● Instructions:
[1] Translate this sentence from the post on the JVM hostname error into Spanish: "After we restarted the JVM, error is gone."
[2] Duplicate the post on the JVM hostname error word for word, starting with "From one timepoint, our" and going on through "call the InetAddress.getByName()".
[3] Pick up the post on the JVM hostname error where it stops and keep writing it.
— start Text section —
From one timepoint, our JVM(In fact a Yarn NodeManager) start to report UnknownHostException; It is reported by JVM code
return InetAddress.getByName(host);
for the next more than 2 days, the exception always exists; During the time it is reporting this error, I do the following test:
- During the error happening, ping could succeed and get the IP address(Very weird);
- During the error, I write a simple test case to check the hostname resolve, it also could succeeded:
- After we restarted the JVM, error is gone;
This is the code I used for test:
public class Main {
public static void main(String[] args){
InetSocketAddress addr = NetUtils.createSocketAddr("host-name:8020");
System.out.println(addr.isUnresolved());
}
}
# NetUtils is a YARN class which simply call the InetAddress.getByName()
— end Text section —
— start Provided records —
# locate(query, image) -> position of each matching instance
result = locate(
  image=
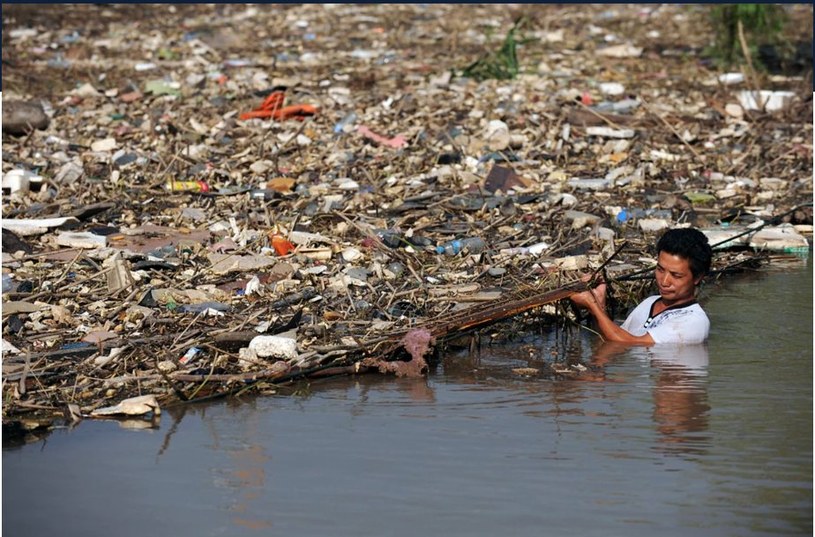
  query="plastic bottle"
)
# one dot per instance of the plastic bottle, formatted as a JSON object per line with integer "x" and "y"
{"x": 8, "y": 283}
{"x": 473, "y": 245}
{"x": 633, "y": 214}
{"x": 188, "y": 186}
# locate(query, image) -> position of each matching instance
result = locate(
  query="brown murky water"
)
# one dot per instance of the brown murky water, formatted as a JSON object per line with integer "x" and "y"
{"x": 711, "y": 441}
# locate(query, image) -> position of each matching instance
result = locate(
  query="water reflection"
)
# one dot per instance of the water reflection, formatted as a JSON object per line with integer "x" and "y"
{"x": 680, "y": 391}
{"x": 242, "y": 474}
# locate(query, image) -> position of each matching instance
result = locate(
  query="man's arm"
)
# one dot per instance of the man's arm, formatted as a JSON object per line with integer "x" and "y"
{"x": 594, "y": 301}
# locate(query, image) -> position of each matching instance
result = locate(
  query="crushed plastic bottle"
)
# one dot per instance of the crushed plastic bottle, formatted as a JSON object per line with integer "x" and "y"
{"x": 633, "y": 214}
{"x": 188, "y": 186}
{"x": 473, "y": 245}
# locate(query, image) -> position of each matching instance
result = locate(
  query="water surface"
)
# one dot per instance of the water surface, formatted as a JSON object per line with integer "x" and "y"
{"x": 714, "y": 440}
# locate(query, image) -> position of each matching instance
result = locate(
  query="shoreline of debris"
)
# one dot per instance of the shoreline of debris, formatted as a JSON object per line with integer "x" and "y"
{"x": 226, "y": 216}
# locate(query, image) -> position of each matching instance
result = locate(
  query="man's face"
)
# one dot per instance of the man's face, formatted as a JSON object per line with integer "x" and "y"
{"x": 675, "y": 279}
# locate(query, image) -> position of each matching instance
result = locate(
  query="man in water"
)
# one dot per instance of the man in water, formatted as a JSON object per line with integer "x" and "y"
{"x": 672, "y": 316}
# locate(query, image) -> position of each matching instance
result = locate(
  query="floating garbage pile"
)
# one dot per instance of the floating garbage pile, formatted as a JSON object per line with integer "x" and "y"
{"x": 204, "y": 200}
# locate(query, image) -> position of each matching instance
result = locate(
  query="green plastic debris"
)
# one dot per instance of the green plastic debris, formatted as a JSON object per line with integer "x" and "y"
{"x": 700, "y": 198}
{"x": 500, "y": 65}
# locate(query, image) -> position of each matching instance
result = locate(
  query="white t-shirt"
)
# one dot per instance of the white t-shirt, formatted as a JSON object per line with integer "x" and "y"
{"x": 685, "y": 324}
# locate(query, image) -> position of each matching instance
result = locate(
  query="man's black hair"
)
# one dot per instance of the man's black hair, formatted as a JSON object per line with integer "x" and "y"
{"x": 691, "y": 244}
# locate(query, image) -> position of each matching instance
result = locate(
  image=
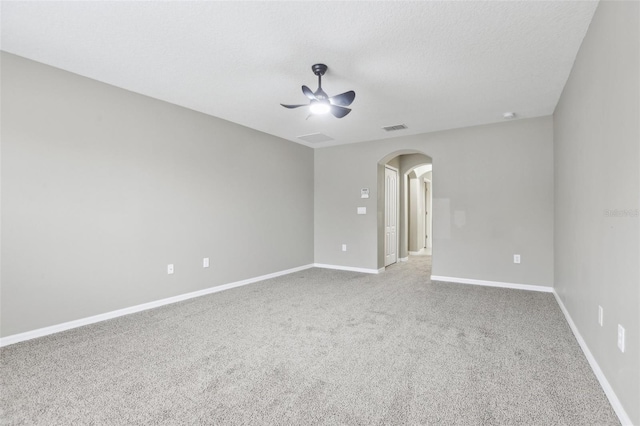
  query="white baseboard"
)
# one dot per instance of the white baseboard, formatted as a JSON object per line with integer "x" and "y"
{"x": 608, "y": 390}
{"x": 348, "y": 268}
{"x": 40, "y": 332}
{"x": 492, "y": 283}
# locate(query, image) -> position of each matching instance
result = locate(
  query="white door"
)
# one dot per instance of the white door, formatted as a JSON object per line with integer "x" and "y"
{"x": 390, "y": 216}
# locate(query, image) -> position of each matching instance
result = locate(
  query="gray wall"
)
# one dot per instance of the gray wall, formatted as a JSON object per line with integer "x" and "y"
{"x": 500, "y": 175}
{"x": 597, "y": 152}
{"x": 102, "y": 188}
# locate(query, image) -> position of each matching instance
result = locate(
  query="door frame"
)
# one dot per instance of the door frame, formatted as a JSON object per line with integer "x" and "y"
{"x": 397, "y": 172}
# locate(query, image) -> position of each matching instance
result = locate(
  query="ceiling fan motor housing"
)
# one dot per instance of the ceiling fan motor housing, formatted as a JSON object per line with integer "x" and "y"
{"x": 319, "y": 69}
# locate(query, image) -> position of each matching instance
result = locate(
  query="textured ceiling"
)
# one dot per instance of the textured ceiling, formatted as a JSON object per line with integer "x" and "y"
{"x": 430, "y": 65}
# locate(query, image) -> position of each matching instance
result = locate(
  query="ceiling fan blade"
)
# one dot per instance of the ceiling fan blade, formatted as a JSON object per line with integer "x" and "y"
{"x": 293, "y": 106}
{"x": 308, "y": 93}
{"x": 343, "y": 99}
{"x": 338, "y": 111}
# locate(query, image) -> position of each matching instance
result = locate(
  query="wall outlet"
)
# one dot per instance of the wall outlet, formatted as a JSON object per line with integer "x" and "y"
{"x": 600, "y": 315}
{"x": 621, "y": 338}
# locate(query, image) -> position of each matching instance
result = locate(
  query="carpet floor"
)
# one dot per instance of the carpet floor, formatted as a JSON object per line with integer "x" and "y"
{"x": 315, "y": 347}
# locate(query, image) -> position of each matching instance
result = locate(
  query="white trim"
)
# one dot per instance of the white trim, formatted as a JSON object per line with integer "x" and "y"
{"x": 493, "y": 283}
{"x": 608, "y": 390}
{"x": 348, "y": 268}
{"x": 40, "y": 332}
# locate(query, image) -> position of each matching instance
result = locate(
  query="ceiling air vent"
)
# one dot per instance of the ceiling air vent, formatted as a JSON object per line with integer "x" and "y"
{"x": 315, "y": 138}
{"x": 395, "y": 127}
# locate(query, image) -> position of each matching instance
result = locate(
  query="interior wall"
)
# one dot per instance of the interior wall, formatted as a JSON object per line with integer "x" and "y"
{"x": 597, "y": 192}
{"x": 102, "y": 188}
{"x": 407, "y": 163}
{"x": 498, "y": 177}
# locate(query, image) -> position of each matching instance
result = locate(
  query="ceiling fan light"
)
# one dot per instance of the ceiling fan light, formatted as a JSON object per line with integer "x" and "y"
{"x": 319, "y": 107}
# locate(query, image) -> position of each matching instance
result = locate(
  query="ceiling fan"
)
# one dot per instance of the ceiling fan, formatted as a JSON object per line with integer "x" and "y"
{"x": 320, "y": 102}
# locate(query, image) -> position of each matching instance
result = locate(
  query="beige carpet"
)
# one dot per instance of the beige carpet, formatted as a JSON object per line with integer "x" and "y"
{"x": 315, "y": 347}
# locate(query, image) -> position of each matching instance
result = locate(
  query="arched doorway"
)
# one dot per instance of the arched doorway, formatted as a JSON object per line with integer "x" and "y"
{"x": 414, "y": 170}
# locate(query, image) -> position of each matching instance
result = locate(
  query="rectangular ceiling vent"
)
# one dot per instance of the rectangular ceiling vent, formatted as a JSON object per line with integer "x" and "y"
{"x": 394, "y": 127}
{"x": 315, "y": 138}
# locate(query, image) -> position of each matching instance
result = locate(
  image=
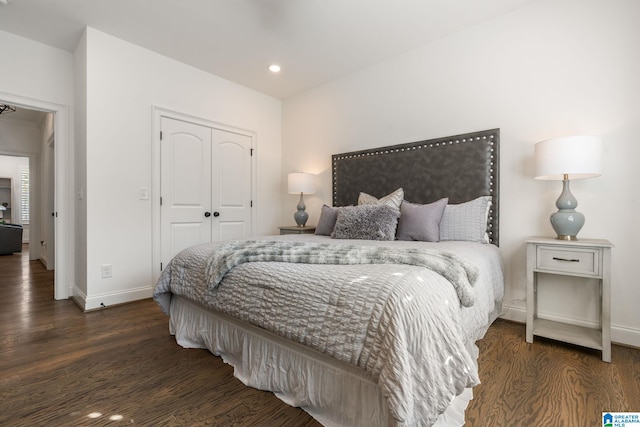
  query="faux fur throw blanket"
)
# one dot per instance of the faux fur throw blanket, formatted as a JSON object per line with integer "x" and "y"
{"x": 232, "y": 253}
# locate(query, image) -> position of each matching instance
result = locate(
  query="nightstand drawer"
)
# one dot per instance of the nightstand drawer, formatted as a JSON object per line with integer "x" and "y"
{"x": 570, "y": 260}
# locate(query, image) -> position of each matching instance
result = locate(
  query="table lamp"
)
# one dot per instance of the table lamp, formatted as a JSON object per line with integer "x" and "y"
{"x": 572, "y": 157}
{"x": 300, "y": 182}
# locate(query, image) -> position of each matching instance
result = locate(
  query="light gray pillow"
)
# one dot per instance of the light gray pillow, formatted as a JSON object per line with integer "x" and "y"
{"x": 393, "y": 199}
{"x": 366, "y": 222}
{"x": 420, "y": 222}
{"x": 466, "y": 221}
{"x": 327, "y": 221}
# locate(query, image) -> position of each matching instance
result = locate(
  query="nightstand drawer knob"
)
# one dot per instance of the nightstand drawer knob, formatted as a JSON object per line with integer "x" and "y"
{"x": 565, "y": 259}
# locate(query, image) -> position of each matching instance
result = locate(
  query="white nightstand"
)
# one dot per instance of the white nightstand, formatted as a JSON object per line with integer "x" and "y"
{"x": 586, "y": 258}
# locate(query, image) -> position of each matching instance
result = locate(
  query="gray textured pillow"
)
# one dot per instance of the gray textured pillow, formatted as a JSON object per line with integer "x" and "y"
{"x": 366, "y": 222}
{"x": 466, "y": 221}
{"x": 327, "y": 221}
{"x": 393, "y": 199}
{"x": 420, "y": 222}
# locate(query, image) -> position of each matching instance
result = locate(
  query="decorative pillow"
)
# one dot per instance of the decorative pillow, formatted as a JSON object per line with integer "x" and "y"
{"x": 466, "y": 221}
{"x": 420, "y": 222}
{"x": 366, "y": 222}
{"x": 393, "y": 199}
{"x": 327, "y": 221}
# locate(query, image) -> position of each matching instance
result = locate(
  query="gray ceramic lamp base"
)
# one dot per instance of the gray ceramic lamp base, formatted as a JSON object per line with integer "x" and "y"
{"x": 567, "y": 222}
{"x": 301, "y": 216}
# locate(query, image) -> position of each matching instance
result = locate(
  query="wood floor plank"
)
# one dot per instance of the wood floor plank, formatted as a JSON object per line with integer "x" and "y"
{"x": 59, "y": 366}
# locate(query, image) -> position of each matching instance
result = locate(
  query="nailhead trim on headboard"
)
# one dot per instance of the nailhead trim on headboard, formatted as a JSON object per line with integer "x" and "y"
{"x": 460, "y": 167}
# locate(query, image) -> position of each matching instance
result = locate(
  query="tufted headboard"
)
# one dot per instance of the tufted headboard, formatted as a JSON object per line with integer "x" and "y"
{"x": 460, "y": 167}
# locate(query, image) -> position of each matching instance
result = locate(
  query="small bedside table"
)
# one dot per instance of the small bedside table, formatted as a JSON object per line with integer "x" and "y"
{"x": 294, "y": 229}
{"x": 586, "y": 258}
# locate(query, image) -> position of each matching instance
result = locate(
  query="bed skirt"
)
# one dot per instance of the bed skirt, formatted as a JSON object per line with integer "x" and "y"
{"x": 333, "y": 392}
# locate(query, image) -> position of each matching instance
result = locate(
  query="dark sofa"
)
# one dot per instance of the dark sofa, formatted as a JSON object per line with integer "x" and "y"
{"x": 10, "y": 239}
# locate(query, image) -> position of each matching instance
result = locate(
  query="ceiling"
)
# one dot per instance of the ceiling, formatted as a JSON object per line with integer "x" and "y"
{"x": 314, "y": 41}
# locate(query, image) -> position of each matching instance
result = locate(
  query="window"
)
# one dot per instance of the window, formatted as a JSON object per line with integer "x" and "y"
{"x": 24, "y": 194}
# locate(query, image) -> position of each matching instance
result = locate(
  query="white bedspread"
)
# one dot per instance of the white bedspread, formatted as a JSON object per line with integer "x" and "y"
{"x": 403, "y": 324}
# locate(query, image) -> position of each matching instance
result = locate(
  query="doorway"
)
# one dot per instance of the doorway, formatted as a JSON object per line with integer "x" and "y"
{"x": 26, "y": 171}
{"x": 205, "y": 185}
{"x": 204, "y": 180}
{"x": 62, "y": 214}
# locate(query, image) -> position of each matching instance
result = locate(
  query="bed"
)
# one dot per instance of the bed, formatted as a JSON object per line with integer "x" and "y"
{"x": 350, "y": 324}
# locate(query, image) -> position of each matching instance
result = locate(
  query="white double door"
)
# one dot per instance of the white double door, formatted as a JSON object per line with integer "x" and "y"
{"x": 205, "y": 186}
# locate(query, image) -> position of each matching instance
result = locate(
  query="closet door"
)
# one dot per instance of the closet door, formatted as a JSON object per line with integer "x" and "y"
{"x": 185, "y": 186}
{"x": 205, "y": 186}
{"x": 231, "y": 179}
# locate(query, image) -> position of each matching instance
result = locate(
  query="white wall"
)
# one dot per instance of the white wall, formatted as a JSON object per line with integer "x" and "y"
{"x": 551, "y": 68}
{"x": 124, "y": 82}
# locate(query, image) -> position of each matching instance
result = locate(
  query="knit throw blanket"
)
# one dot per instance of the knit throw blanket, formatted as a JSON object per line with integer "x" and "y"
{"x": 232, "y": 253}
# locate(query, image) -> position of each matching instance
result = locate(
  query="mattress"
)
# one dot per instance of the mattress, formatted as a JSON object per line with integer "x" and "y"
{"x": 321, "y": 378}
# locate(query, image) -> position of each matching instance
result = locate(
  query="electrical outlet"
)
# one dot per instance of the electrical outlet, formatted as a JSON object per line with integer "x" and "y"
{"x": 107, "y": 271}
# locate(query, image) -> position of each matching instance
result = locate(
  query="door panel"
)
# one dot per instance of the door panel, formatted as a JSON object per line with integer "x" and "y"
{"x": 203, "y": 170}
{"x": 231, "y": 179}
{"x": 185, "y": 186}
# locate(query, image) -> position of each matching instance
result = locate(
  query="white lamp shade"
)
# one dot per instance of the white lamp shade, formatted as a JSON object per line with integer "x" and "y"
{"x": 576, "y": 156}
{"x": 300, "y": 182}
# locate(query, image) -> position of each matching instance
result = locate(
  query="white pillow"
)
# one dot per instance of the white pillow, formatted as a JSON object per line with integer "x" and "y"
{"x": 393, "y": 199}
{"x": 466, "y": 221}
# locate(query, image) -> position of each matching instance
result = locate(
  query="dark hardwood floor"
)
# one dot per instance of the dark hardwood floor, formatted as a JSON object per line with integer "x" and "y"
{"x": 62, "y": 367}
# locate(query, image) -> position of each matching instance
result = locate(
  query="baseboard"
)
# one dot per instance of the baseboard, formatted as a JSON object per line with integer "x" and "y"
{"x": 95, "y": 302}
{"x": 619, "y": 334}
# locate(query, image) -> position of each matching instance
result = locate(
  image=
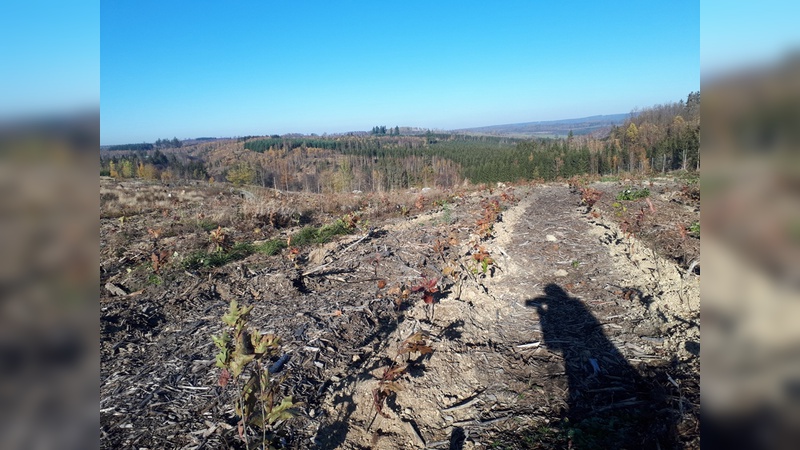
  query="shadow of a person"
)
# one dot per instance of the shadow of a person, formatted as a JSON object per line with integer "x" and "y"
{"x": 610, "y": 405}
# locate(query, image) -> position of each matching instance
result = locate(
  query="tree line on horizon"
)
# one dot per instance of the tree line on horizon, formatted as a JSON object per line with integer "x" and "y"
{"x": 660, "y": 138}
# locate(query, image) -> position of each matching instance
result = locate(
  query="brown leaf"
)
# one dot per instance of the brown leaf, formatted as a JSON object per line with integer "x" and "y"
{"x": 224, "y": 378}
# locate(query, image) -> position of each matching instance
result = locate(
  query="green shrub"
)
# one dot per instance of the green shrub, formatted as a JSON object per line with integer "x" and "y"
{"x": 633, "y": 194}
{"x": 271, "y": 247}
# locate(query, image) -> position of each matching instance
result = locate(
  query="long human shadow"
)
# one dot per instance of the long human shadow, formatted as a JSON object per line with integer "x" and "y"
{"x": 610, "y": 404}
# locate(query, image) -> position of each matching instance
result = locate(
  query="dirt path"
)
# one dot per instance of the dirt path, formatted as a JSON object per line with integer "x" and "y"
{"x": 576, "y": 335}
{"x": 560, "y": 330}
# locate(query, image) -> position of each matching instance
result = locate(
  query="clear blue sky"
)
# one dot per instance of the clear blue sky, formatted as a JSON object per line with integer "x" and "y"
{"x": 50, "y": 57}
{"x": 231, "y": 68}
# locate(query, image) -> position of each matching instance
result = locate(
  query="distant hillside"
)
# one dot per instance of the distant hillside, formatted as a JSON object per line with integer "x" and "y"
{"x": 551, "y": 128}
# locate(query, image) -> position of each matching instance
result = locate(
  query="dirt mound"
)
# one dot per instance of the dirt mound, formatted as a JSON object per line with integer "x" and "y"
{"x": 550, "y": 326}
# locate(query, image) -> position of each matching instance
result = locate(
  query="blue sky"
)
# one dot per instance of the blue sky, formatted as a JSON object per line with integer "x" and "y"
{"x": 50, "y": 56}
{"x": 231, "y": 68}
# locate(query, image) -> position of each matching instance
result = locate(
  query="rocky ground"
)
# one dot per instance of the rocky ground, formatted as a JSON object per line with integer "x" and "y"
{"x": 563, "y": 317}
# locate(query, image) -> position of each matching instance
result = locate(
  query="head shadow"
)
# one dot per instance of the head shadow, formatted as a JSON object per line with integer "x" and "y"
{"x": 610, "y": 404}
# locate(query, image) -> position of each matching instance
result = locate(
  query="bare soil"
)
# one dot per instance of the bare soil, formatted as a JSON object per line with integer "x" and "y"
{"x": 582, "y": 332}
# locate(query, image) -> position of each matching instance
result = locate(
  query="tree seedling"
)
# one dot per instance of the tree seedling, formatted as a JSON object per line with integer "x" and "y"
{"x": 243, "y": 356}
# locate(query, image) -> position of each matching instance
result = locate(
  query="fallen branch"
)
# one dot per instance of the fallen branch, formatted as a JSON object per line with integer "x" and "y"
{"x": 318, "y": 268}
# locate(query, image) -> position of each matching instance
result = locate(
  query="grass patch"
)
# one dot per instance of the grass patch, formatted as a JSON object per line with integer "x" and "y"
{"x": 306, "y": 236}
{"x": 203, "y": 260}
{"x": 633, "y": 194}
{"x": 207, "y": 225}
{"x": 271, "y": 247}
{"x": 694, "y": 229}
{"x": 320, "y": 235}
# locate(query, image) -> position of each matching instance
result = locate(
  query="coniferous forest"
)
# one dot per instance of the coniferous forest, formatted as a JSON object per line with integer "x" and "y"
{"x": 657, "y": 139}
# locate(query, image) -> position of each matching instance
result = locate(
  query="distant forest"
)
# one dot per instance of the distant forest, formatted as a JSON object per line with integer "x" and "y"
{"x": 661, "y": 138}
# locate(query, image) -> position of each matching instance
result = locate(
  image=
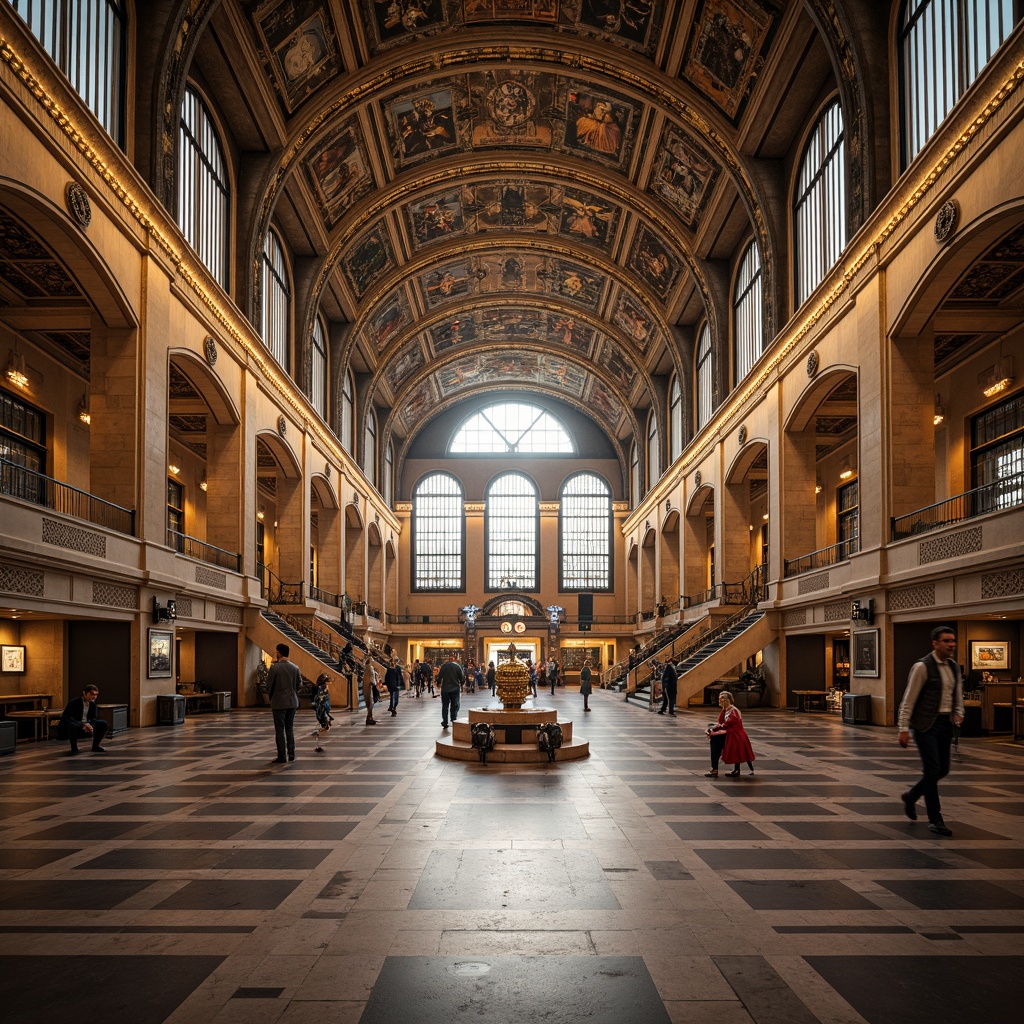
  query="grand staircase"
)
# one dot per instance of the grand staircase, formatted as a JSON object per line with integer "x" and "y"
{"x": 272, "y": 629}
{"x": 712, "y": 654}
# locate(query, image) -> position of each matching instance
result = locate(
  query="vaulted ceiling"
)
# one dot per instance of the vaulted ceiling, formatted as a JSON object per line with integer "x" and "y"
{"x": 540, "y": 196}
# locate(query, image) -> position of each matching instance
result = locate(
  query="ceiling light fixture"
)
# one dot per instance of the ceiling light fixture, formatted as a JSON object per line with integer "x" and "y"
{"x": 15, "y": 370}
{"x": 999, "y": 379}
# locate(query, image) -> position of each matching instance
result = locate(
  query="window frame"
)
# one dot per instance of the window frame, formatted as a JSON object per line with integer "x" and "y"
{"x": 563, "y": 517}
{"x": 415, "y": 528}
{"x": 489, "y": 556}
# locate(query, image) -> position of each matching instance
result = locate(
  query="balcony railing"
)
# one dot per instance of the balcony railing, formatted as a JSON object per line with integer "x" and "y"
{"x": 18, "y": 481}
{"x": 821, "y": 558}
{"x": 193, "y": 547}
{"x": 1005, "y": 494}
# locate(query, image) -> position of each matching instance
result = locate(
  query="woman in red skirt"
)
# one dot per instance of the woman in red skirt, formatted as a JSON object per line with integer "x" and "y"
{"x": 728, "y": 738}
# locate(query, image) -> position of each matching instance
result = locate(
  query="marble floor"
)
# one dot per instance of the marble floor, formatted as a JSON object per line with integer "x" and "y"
— end Provided records —
● Answers in order:
[1] Después de que reiniciamos la JVM, el error desapareció.

[2]
From one timepoint, our JVM(In fact a Yarn NodeManager) start to report UnknownHostException; It is reported by JVM code
return InetAddress.getByName(host);
for the next more than 2 days, the exception always exists; During the time it is reporting this error, I do the following test:
- During the error happening, ping could succeed and get the IP address(Very weird);
- During the error, I write a simple test case to check the hostname resolve, it also could succeeded:
- After we restarted the JVM, error is gone;
This is the code I used for test:
public class Main {
public static void main(String[] args){
InetSocketAddress addr = NetUtils.createSocketAddr("host-name:8020");
System.out.println(addr.isUnresolved());
}
}
# NetUtils is a YARN class which simply call the InetAddress.getByName()

[3]
public static InetSocketAddress createSocketAddrForHost(String host, int port) {
String staticHost = getStaticResolution(host);
String resolveHost = (staticHost != null) ? staticHost : host;
InetSocketAddress addr;
try {
InetAddress iaddr = SecurityUtil.getByName(resolveHost);
// if there is a static entry for the host, make the returned
// address look like the original given host
if (staticHost != null) {
iaddr = InetAddress.getByAddress(host, iaddr.getAddress());
}
addr = new InetSocketAddress(iaddr, port);
} catch (UnknownHostException e) {
addr = InetSocketAddress.createUnresolved(host, port);
}
return addr;
}
We haven't change the /etc/hosts for a long time;
ENVs: JDK: java version "1.8.0_121" OS:
Distributor ID: Ubuntu
Description: Ubuntu 14.04.5 LTS
Release: 14.04
Codename: trusty
I believe that in the timepoint when the error start to occur, yes, the network has some problem. But what is weird is that:
- why it cannot recover after the network is back(For example, when I find this error and do some test and ping). In fact the network problem happened for only 30 minutes, but the JVM still report these error;
- why the problem is gone after I restart the JVM?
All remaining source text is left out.